§ Text segment
- - -
If there is one rant, it would be that the lower mid frequencies (around 400hz) seems to come on too strong. Too bad my iDA-X305S HU does not have a PEQ like the 9887, else it would've fixed the lower mid "bloom". At certain types of music, it seems that the woofers are overpowering the tweeters. It might be important to note though that I had the tweeter level of the passive xover set initially at -2dB. I would want to try switching it to 0 (zero/middle setting) and see if it balances things out. Also, I'm not a strong believer of break-in (that there's a night and day improvement between new and broken-in speakers), but who knows...

To the other Voce owners out there, what are your passive xover settings?


----------



## typericey

double post


----------



## stream

Anyone would be so kind and post macro-photos of xovers (PCB, parts)?
I use only midbass with custom made xovers and tweeters from Monitor audio BR2 set.


----------



## xylene

typericey said:


> To the other Voce owners out there, what are your passive xover settings?


I have them currently set at -2db. I drive a Honda ridgeline and I consider the cabin pretty large compared to most vehicles. When first installed I thought I would be able to get away with the tweets set at 0db. When I was running the newer style hertz high energy HSK 165 I had to set the tweeters to -2db because they are way too bright, especially compared to the voce's.

My hearing is very good and I find at the volume I listen at the AV1.1 tweets set to 0db make the tweets sound unbalanced and are much louder than the woofers. 

When I give them a taste of power, when the speakers really start to shine is a different story. Setting the tweets to 0db rounds the sound out and blends the woofer that is now keeping up in loudness with the tweets and takes care of what you experience....

However at that loud of volume they do sound even more superb but I can’t concentrate on driving....


----------



## dimitritodd

Does anyone have any info on anyone in the US carrying these?
- - -
§ Source records

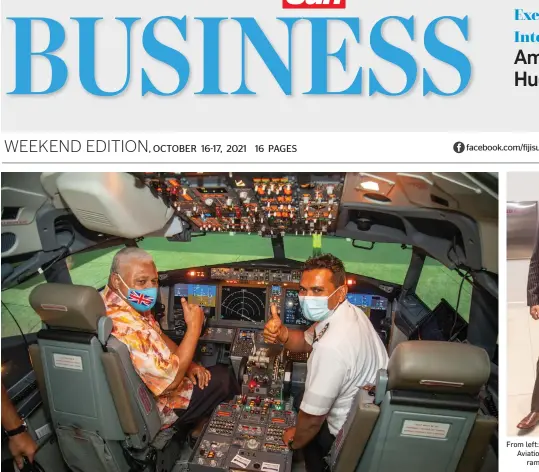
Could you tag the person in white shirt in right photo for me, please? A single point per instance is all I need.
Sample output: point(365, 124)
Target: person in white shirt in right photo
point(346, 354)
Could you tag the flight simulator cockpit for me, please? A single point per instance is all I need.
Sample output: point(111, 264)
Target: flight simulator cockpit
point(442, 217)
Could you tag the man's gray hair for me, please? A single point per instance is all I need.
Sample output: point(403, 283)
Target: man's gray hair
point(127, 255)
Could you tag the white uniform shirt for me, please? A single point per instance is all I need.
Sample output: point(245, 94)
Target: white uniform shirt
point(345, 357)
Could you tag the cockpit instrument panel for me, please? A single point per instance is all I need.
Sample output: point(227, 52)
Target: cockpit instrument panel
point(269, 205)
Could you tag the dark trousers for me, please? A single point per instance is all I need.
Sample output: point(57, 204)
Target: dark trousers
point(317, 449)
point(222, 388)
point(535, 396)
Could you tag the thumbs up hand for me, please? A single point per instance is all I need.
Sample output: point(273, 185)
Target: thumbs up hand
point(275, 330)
- - -
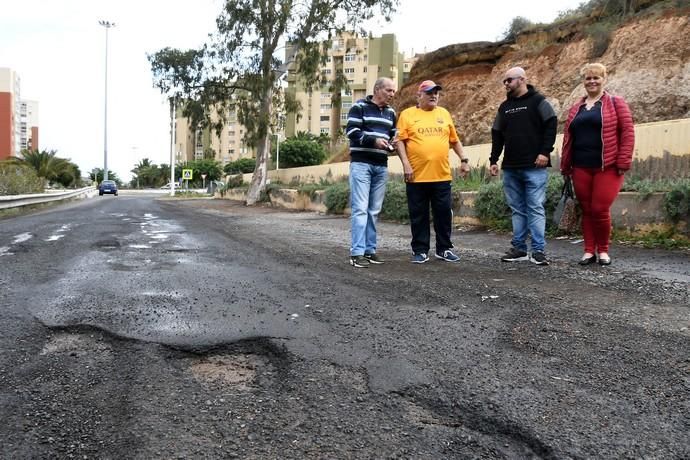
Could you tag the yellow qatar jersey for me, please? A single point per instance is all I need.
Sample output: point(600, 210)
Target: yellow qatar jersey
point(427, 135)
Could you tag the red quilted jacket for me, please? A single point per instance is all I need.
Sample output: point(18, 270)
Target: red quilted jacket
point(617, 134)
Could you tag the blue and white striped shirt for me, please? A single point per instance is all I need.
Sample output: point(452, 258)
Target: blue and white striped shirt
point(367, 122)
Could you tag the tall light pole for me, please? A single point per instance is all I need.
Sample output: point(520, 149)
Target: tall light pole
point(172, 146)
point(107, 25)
- - -
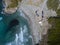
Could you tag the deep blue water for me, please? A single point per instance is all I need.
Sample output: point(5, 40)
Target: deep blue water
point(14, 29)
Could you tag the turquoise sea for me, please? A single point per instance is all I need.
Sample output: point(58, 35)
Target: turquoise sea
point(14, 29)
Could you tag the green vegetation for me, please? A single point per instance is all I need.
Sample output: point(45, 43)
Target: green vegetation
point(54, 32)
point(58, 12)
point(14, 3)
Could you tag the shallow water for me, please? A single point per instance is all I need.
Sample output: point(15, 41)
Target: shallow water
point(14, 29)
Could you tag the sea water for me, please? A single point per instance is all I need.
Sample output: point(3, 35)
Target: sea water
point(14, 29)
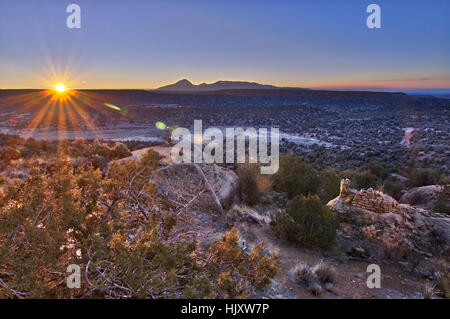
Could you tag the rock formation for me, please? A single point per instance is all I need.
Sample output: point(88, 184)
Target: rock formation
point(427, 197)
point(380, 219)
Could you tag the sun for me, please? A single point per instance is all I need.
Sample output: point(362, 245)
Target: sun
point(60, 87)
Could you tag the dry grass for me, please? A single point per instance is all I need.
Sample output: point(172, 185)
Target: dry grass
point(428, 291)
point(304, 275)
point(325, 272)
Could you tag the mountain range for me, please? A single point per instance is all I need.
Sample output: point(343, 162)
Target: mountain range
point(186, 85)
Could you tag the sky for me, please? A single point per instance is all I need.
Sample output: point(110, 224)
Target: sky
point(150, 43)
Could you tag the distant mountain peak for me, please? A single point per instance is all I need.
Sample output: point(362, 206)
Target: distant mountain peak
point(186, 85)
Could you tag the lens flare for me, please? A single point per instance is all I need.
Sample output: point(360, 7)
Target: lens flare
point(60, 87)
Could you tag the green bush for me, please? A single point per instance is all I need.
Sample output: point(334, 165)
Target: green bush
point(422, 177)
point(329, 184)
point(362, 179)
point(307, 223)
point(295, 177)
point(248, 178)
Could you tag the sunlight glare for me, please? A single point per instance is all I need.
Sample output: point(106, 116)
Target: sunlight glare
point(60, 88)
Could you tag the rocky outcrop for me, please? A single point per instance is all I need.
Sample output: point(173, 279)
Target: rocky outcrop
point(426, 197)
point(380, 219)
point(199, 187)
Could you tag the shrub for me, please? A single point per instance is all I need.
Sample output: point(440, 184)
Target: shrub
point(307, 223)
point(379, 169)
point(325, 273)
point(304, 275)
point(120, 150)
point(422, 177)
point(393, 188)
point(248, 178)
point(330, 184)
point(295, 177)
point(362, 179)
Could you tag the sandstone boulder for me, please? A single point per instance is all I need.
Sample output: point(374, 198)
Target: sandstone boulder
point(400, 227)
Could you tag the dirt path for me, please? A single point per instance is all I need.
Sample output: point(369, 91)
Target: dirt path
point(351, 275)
- - -
§ Challenge 1
From the Voce speaker forum thread, return the passage from "Anyone would be" to "audio BR2 set.".
§ Challenge 2
In the Voce speaker forum thread, what vehicle does the poster xylene drive?
§ Challenge 3
Extend the Voce speaker forum thread past its final post.

§ Output 1
Anyone would be so kind and post macro-photos of xovers (PCB, parts)?
I use only midbass with custom made xovers and tweeters from Monitor audio BR2 set.

§ Output 2
A Honda Ridgeline.

§ Output 3
----------



## Blancolex300

rexroadj said:


> blancolex300.....where in ma. are you and what shop do you work?


I live in Burlington and work at Krank It Up in Medford.


----------



## mwills

xylene - 

good info. thx.


----------



## typericey

xylene said:


> However at that loud of volume they do sound even more superb but I can’t concentrate on driving....


Thanks for your response xylene. I'll keep it at -2 for now and do some more listening. 

You're right, these speakers are so smooth and non-fatiguing, that makes it tempting to crank it up. Somehow, these speakers sound good at moderate levels but even better when loud. :smug2:


----------



## third1

I wanted to buy these but I couldn't find any in my area, I went with Hertz MLk165s. I hope this is a good choice. I had alpine TypeRs that were very bright and was hoping the (Voice / now 165s) would sound much better.


----------



## stream

MLK must be better


----------



## Salad Fingers

dimitritodd said:


> Does anyone have any info on anyone in the US carrying these?


Stocking Authorized Dealer.


----------



## abdulwq

pls some1 can elaborate more bw Voce and MLK165..
I had to make decision as i can have any of them for same price...


----------



## chauss

typericey said:


> Thanks for your response xylene. I'll keep it at -2 for now and do some more listening.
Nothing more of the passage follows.